* [Aim] Copy each line of the material below exactly as it appears, keeping every character and line break.

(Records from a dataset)
---*---
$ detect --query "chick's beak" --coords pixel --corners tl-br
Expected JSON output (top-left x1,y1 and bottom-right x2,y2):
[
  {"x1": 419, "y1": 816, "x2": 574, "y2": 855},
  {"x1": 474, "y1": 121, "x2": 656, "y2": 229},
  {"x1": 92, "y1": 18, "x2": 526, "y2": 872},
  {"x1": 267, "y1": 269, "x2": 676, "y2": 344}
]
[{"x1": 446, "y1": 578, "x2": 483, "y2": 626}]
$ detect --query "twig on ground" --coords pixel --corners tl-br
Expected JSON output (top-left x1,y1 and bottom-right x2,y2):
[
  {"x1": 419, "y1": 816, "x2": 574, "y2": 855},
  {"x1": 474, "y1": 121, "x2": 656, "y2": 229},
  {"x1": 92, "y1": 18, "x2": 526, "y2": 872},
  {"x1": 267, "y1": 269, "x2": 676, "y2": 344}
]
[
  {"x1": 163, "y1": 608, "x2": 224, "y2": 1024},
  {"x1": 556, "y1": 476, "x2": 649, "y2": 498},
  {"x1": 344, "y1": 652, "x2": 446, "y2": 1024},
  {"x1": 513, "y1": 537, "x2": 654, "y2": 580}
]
---*---
* [The response]
$ detect --query "chick's beak" --coords pixel --corners tl-br
Expected JSON output (top-left x1,y1 and bottom-right x2,y2):
[
  {"x1": 419, "y1": 816, "x2": 574, "y2": 855},
  {"x1": 474, "y1": 121, "x2": 656, "y2": 229},
  {"x1": 92, "y1": 18, "x2": 526, "y2": 872},
  {"x1": 267, "y1": 269, "x2": 676, "y2": 344}
]
[{"x1": 446, "y1": 578, "x2": 483, "y2": 626}]
$ detect --query "twig on ground" --coords pixel --corners tl-br
Expected JSON output (top-left x1,y1 and bottom-right x2,y2):
[
  {"x1": 419, "y1": 816, "x2": 574, "y2": 855},
  {"x1": 474, "y1": 121, "x2": 656, "y2": 229},
  {"x1": 92, "y1": 18, "x2": 526, "y2": 872},
  {"x1": 267, "y1": 269, "x2": 676, "y2": 344}
]
[
  {"x1": 163, "y1": 608, "x2": 224, "y2": 1024},
  {"x1": 556, "y1": 476, "x2": 649, "y2": 498},
  {"x1": 344, "y1": 652, "x2": 446, "y2": 1024},
  {"x1": 513, "y1": 537, "x2": 654, "y2": 580}
]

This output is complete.